● **Problem to work on**: Write out the talk page discussion about Major League Baseball manager lists below in full, word for word.

● **Source text**:

Heh, I seem to be flooding this talk page over the past couple months. Anyways, what would be a proper topic article for baseball managers-by-team lists such as List of Baltimore Orioles managers? A huge number of them are currently featured or being worked on. Would we need a theoretical new list, such as List of current Major League Baseball managers? Staxringold talkcontribs 17:04, 5 October 2009 (UTC)

That could work; maybe also General manager (baseball)? --PresN 17:15, 5 October 2009 (UTC)
  • What do you folks think of this topic box?
KV5 was worried that the FT stated in this way might call for articles on the individual managers, rather than the lists. How should we structure the list to use these many lists? Staxringold talkcontribs 18:34, 5 October 2009 (UTC)
Well to solve the problem you give, you'd pipe the lead to be, Lists of Major League Baseball managers. My concern would more be that the topic you are proposing only includes current teams. I do not think that you'd have to expand the topic to include former teams, because then you would have too many articles for one topic, the topic would be too big. On the other hand, Lists of Major League Baseball managers at current franchises is a bit unwieldy... can anyone think of something more concise? rst20xx (talk) 23:13, 5 October 2009 (UTC)
  • That pipe implies that the lists are only of the current managers, when that's only the case with the main list. As opposed to implying that the lists are of all the managers but only of the current franchises, which is what we want - rst20xx (talk) 00:27, 6 October 2009 (UTC)

● **Dataset section**:
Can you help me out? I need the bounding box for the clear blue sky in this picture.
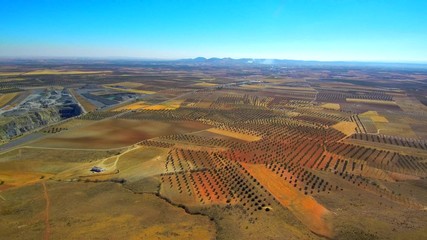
[0,0,427,62]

● **Right answer**:
Heh, I seem to be flooding this talk page over the past couple months. Anyways, what would be a proper topic article for baseball managers-by-team lists such as List of Baltimore Orioles managers? A huge number of them are currently featured or being worked on. Would we need a theoretical new list, such as List of current Major League Baseball managers? Staxringold talkcontribs 17:04, 5 October 2009 (UTC)

That could work; maybe also General manager (baseball)? --PresN 17:15, 5 October 2009 (UTC)
  • What do you folks think of this topic box?
KV5 was worried that the FT stated in this way might call for articles on the individual managers, rather than the lists. How should we structure the list to use these many lists? Staxringold talkcontribs 18:34, 5 October 2009 (UTC)
Well to solve the problem you give, you'd pipe the lead to be, Lists of Major League Baseball managers. My concern would more be that the topic you are proposing only includes current teams. I do not think that you'd have to expand the topic to include former teams, because then you would have too many articles for one topic, the topic would be too big. On the other hand, Lists of Major League Baseball managers at current franchises is a bit unwieldy... can anyone think of something more concise? rst20xx (talk) 23:13, 5 October 2009 (UTC)
  • That pipe implies that the lists are only of the current managers, when that's only the case with the main list. As opposed to implying that the lists are of all the managers but only of the current franchises, which is what we want - rst20xx (talk) 00:27, 6 October 2009 (UTC)